## TASK STATEMENT:
The data must be returned in full, with no character altered.

## SUPPLIED MATERIAL:
-=-=-=-=-

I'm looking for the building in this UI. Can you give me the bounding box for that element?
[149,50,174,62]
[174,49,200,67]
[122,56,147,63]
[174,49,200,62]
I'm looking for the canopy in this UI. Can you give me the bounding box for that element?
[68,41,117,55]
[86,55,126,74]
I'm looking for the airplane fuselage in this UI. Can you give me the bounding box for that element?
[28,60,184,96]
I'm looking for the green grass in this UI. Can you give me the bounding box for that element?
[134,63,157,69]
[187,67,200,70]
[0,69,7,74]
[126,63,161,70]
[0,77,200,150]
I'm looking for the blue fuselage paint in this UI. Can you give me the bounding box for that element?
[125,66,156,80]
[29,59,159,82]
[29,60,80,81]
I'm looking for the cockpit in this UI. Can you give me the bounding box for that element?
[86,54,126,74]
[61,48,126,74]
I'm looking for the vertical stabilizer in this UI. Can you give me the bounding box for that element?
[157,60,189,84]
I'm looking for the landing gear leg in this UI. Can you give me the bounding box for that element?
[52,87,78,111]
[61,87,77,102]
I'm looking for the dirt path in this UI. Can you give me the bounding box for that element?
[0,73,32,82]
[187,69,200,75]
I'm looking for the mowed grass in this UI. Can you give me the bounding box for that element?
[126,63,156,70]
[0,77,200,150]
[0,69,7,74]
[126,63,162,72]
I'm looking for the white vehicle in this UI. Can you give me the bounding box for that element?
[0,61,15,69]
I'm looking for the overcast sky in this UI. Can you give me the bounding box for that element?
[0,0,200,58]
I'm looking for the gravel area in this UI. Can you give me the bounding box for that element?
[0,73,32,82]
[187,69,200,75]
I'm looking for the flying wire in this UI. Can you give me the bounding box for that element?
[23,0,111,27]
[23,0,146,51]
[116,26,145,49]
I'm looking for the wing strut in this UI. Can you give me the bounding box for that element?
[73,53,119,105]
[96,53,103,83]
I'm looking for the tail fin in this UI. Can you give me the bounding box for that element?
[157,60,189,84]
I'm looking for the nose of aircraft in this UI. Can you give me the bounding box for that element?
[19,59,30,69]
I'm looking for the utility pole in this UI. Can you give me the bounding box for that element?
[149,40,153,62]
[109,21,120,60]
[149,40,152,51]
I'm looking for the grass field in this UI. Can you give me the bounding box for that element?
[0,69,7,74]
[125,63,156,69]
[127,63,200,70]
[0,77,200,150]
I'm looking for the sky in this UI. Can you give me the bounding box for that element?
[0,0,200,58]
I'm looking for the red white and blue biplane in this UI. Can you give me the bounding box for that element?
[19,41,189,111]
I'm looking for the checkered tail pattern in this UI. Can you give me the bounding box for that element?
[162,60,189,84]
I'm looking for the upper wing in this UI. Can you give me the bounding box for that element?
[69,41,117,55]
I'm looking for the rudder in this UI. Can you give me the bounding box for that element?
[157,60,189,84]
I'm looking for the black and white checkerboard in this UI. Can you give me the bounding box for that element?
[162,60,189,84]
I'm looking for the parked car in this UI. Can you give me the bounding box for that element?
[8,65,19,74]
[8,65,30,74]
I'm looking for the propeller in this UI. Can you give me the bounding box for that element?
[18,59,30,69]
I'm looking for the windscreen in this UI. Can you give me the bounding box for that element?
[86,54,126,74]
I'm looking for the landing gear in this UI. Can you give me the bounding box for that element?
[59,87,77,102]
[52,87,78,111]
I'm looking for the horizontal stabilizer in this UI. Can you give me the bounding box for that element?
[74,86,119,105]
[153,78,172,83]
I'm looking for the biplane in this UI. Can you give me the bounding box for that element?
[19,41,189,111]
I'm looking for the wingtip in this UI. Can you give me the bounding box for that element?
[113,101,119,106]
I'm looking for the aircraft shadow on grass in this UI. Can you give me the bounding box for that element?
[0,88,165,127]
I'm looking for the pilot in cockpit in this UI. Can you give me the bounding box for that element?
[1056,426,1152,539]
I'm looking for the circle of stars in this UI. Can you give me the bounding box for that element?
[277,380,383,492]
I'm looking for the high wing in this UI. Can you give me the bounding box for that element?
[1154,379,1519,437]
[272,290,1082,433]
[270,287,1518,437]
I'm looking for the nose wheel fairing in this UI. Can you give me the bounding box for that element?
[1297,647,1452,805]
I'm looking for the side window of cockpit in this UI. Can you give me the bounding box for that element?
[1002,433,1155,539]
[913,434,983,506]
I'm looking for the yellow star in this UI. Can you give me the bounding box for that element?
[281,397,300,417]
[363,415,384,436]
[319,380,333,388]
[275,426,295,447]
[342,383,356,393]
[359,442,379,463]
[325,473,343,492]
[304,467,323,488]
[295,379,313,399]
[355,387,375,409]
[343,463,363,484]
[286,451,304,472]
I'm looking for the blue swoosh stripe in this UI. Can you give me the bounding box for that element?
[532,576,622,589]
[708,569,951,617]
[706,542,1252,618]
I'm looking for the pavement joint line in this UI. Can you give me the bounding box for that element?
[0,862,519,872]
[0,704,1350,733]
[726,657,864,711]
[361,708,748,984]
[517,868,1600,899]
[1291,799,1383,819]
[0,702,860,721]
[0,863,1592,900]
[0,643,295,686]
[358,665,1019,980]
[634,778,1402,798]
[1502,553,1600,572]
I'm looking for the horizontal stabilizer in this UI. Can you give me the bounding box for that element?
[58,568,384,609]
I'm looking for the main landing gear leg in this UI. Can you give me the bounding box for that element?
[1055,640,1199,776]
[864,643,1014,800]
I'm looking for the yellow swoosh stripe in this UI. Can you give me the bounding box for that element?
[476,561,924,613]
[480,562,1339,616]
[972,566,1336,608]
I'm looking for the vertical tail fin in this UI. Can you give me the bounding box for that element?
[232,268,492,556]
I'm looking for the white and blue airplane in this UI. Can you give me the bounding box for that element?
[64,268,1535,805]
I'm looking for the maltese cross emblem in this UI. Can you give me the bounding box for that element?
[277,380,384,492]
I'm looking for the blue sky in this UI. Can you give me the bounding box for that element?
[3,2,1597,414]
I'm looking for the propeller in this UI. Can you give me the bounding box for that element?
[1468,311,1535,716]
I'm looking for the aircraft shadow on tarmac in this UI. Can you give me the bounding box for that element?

-=-=-=-=-

## ANSWER BOX:
I'm looking for the building in this UI. Can you give me the bounding box for that element?
[149,50,174,62]
[174,49,200,67]
[122,56,147,63]
[174,49,200,62]
I'm looking for the canopy in this UI. Can you give me the bounding box for that element?
[68,41,117,55]
[86,55,126,74]
I'm looking for the airplane fuselage in this UI. Can you give me the bounding box for that element?
[28,60,184,96]
I'm looking for the green grass in this UI. Can you give me the bounding box for that element?
[134,63,157,69]
[187,67,200,70]
[0,69,7,74]
[126,63,161,70]
[0,77,200,150]
I'm looking for the blue fuselage paint in this UI. Can you give me the bounding box for that element?
[125,66,156,80]
[29,59,159,82]
[29,60,80,81]
I'm looking for the cockpit in this UI. Can you give me the bounding box for that element?
[86,54,126,74]
[61,48,126,74]
I'm looking for the vertical stabilizer in this UI. Can you give me the bounding box for that element?
[157,60,189,84]
I'm looking for the landing gear leg in this UI. Can you give me the bounding box for that element?
[52,87,78,111]
[61,87,77,102]
I'm looking for the dirt path in this UI. Can you give me the bounding box for that element?
[0,73,32,82]
[187,69,200,75]
I'm looking for the mowed grass in this UI. Can you give me the bounding box for that element?
[126,63,156,70]
[0,77,200,150]
[0,69,7,74]
[126,63,162,72]
I'm looking for the white vehicle in this UI. Can you give me the bounding box for that element?
[0,61,15,69]
I'm looking for the overcast sky in this UI. Can you give me the bounding box for that element?
[0,0,200,58]
I'm looking for the gravel area in this UI. Can you give me the bounding box for that element?
[0,73,32,82]
[187,69,200,75]
I'm looking for the flying wire in this UI. Can you give me the bounding box for that element?
[23,0,111,27]
[23,0,146,51]
[116,26,145,49]
I'm looking for the wing strut in this UI. Can you give me the bounding box for that element?
[73,53,119,105]
[96,53,103,83]
I'm looking for the tail fin in this UI. Can you give me the bounding box for that element?
[157,60,189,84]
I'm looking for the nose of aircraft in this UI. Can you give me the bounding box for that element?
[19,59,30,69]
I'm looking for the utility pole in this UI. Can you give me the bounding box for that element?
[149,40,153,62]
[109,21,120,60]
[149,40,152,51]
I'm looking for the grass field in this UI. Can you give me the bounding box for that element?
[0,69,7,74]
[125,63,156,69]
[127,63,200,70]
[0,77,200,150]
I'm looking for the sky in this UI. Can you give me the bounding box for that element?
[0,0,200,58]
I'm looking for the red white and blue biplane in this UI. Can you give me the bounding box for that element?
[19,41,189,111]
I'm looking for the checkered tail pattern in this UI. Can you give me the bounding box for that element?
[162,60,189,84]
I'm looking for the upper wing in this UI. Can you give me the bounding box for that element?
[69,41,117,55]
I'm looking for the rudder in this UI. Can you give me the bounding box for that element?
[157,60,189,84]
I'm looking for the black and white checkerboard in this UI. Can you give me the bounding box for that element?
[162,60,189,84]
I'm looking for the parked car in this UI. Can you give me the bounding box for that element?
[8,65,19,74]
[8,65,30,74]
I'm looking for the propeller in this UI. Can you give me the bounding box for that element?
[18,59,30,69]
I'm looking for the windscreen in this UI. Can you give me the bounding box for that element?
[86,54,126,74]
I'm looking for the landing gear in this UI. Can you give me the bounding box for that element?
[59,87,77,102]
[52,87,78,111]
I'm looking for the horizontal stabilizer in this UI. Can you give me the bounding box for that element?
[74,86,119,105]
[153,78,172,83]
I'm looking for the biplane in this UI. Can you give me the bounding box for that element?
[19,41,189,111]
I'm looking for the wingtip in this UI. Can you give me the bounding box for that element?
[113,101,119,106]
I'm looking for the aircraft shadow on grass in this UI. Can you give me the bounding box for that element?
[0,88,165,127]
I'm looking for the pilot in cockpit in this UI. Can you give me the bounding box for that element?
[1056,426,1152,539]
I'm looking for the circle of stars in this UI. Can you give me the bounding box for that element?
[277,380,383,492]
I'm looking for the high wing in this UI. Can you give me the bounding box for that element?
[1154,379,1519,437]
[272,290,1082,433]
[270,287,1518,437]
I'm looking for the nose wheel fairing in this UI. Can you give me the bounding box for that element?
[1297,647,1452,805]
I'm looking for the side window of cockpit in this UI. Can you give me the bounding box for that element?
[1002,433,1155,539]
[913,434,983,506]
I'm looking for the yellow star in this UI. Can you give me the bounding box for that element?
[281,397,300,417]
[363,415,384,436]
[319,380,333,388]
[275,426,295,447]
[342,383,356,393]
[359,442,379,463]
[325,473,343,492]
[304,467,323,488]
[295,379,313,399]
[355,387,375,409]
[343,463,363,484]
[286,451,304,472]
I'm looking for the blue swoosh stripe in this UI. Can you give me the bounding box for that element?
[532,576,622,589]
[708,569,951,617]
[706,542,1252,618]
I'm looking for the pavement joint line in this UI. Can you give me the bounding box for that element?
[0,862,519,872]
[0,704,1350,733]
[726,657,864,711]
[361,708,748,984]
[517,868,1600,899]
[1291,799,1383,819]
[0,702,860,721]
[0,863,1592,900]
[0,643,295,686]
[358,665,1019,980]
[634,778,1402,798]
[1502,553,1600,572]
I'm looking for the horizontal stabilizer in this UI. Can you give me the bounding box for that element?
[58,568,384,609]
I'm looking for the main landing gear leg in this UI. Can you give me the bounding box for that element?
[1055,640,1199,776]
[864,643,1014,800]
I'm looking for the yellow swoosh stripe in this UI. Can you give me the bounding box for that element?
[476,561,924,613]
[480,562,1339,616]
[972,566,1336,608]
I'm looking for the vertical tail fin in this UI. Can you give me the bounding box for that element?
[232,268,492,556]
I'm looking for the white and blue airplane in this UI. Can you give me the bounding box for that element?
[64,268,1535,805]
I'm looking for the maltese cross emblem in this UI. Can you give me the bounding box for that element?
[277,380,384,492]
I'm looking for the blue sky in this UI. Can you give me the bounding box for that element?
[3,2,1597,414]
I'm looking for the propeller in this UI. Can you give me the bounding box for that element?
[1468,311,1535,716]
I'm looking for the aircraft shadow on tarmac in this UI. Can you give me the bounding box for that element?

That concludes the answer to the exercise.